What to work on
Transcribe only what runs from the line including "the car rear" through the last line of the entries, exactly as it appears.

(Point localization data)

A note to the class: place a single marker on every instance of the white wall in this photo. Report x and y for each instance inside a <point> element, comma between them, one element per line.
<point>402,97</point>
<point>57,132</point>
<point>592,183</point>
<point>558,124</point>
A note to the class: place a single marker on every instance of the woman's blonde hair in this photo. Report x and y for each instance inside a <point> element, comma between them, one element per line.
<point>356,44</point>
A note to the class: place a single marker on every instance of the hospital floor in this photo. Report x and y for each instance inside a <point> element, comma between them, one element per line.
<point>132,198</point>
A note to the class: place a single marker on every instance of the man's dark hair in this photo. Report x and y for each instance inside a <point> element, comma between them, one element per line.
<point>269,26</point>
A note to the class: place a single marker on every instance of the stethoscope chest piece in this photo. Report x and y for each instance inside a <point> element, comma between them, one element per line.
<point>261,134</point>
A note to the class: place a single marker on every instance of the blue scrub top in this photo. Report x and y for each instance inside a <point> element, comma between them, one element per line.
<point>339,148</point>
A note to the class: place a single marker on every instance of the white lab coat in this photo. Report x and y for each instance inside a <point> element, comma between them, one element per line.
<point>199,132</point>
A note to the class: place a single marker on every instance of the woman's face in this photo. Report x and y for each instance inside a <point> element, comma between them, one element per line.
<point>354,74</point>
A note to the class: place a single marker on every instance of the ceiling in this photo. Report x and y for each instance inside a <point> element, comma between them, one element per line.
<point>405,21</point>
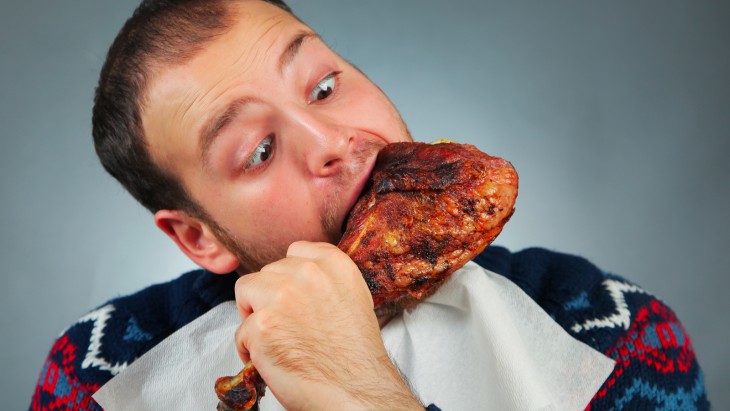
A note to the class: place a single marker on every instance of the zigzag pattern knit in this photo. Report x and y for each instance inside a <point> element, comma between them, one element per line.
<point>656,368</point>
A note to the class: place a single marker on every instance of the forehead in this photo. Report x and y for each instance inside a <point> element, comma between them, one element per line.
<point>180,99</point>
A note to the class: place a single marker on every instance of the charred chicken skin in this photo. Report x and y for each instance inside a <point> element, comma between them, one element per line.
<point>428,210</point>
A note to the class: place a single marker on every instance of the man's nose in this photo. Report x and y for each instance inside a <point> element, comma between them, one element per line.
<point>324,144</point>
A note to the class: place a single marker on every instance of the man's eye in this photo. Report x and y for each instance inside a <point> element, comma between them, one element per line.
<point>262,153</point>
<point>323,89</point>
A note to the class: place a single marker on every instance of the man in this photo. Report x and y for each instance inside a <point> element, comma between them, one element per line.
<point>250,140</point>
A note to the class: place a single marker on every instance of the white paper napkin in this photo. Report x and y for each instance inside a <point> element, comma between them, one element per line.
<point>479,343</point>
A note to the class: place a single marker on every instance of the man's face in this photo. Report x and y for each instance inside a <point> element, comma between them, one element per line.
<point>271,132</point>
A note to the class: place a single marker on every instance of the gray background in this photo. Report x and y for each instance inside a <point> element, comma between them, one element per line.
<point>615,113</point>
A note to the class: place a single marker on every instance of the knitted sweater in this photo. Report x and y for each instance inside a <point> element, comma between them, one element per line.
<point>655,368</point>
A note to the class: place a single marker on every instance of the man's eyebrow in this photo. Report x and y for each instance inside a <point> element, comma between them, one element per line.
<point>219,122</point>
<point>293,48</point>
<point>216,125</point>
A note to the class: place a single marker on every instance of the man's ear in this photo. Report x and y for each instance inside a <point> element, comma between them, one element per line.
<point>196,240</point>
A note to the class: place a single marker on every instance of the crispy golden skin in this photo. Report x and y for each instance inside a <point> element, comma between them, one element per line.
<point>430,208</point>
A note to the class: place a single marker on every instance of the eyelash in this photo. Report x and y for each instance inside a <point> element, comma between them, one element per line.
<point>268,140</point>
<point>335,76</point>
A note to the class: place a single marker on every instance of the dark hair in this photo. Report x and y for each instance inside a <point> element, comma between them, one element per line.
<point>159,33</point>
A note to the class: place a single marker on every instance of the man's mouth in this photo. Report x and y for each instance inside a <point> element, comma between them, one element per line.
<point>366,187</point>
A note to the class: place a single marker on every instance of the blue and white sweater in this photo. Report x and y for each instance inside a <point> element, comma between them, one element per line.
<point>655,368</point>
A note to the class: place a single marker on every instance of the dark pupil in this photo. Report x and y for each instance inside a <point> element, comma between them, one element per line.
<point>266,153</point>
<point>324,93</point>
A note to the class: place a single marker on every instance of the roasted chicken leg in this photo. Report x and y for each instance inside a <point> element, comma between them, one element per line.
<point>430,208</point>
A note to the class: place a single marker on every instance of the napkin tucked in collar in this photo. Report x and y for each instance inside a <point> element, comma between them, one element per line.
<point>478,343</point>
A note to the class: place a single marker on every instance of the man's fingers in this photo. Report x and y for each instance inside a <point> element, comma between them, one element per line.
<point>242,343</point>
<point>307,249</point>
<point>255,290</point>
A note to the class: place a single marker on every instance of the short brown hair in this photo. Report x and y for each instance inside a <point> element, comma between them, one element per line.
<point>160,32</point>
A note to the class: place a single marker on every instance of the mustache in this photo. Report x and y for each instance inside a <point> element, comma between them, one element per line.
<point>332,221</point>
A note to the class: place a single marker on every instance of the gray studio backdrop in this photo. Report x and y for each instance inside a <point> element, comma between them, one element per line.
<point>615,113</point>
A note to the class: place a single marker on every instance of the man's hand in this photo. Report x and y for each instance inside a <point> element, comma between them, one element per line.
<point>310,330</point>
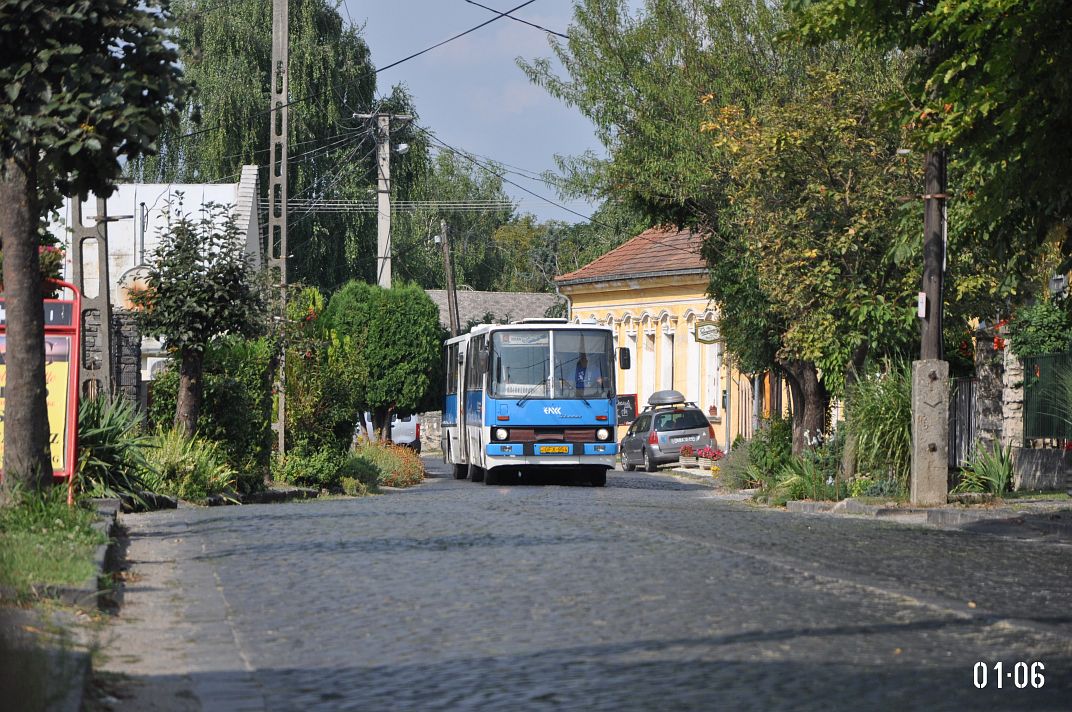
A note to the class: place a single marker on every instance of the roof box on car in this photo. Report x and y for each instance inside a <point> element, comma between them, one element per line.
<point>666,398</point>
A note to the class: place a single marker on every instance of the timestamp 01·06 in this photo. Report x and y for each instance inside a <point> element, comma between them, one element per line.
<point>1021,675</point>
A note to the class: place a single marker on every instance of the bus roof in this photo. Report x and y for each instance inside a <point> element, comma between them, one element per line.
<point>526,325</point>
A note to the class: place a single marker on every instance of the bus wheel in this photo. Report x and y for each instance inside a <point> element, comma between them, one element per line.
<point>475,473</point>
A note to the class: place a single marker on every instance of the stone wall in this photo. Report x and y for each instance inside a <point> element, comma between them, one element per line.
<point>125,356</point>
<point>127,340</point>
<point>989,389</point>
<point>1012,401</point>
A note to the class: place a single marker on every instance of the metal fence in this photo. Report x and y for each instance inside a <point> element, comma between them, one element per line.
<point>963,420</point>
<point>1047,397</point>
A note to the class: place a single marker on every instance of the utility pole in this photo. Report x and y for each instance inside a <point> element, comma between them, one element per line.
<point>384,193</point>
<point>278,139</point>
<point>448,269</point>
<point>934,255</point>
<point>929,484</point>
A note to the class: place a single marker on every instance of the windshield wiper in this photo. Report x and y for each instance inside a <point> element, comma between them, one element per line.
<point>521,401</point>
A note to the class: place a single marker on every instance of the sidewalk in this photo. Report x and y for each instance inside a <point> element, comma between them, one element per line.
<point>1043,519</point>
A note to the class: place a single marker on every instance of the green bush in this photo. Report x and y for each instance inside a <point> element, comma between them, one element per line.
<point>236,408</point>
<point>735,466</point>
<point>398,466</point>
<point>1041,328</point>
<point>989,469</point>
<point>769,451</point>
<point>880,417</point>
<point>188,468</point>
<point>45,542</point>
<point>112,448</point>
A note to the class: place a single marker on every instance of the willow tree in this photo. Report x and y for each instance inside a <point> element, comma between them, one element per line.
<point>226,52</point>
<point>84,86</point>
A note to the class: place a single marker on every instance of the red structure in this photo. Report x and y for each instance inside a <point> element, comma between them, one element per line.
<point>62,349</point>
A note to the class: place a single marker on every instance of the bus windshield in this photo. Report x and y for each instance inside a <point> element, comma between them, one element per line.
<point>521,364</point>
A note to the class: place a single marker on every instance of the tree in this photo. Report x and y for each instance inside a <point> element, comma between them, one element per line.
<point>396,334</point>
<point>85,85</point>
<point>198,285</point>
<point>226,53</point>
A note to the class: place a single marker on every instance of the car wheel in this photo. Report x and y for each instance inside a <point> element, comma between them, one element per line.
<point>475,473</point>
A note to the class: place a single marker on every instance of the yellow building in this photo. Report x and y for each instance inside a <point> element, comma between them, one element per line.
<point>652,290</point>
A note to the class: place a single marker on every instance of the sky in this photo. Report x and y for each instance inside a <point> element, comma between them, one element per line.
<point>471,91</point>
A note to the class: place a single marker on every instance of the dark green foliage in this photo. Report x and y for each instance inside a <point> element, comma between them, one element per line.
<point>84,84</point>
<point>395,335</point>
<point>325,379</point>
<point>769,450</point>
<point>880,418</point>
<point>188,468</point>
<point>1041,328</point>
<point>237,405</point>
<point>396,465</point>
<point>112,447</point>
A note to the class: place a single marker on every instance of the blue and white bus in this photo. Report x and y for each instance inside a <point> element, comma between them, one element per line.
<point>537,395</point>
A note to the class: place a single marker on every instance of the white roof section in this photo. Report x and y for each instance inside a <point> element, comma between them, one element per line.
<point>136,213</point>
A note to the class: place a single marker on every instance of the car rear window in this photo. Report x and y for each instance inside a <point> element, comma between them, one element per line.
<point>680,420</point>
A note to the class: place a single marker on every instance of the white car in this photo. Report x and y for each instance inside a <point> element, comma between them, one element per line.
<point>405,430</point>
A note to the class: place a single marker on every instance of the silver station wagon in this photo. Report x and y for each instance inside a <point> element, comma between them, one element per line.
<point>656,435</point>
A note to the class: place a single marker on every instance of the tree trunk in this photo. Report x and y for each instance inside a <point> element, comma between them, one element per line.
<point>26,457</point>
<point>809,398</point>
<point>191,387</point>
<point>852,372</point>
<point>382,423</point>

Exercise result
A note to the class: place a single marker on every instance of the car rear window in this photo. Report x and y for each instance inside a <point> element, comma between them, one element per line.
<point>680,420</point>
A note to the class: place a single marker on every instance of the white car in this photo. Report x and y for each instance inside a <point> element, comma between them, one element per line.
<point>405,430</point>
A note to the class: place a single marker on every instance of the silver station wagon in this photo. Report x and y for each instance inside a <point> element, comma between them, one element per line.
<point>656,435</point>
A note to the class: place a single marker on every instance of the tree trunk in this photo. Report x and y for each instance inside a <point> element, comma between them, one element per line.
<point>26,457</point>
<point>809,398</point>
<point>191,387</point>
<point>852,372</point>
<point>382,423</point>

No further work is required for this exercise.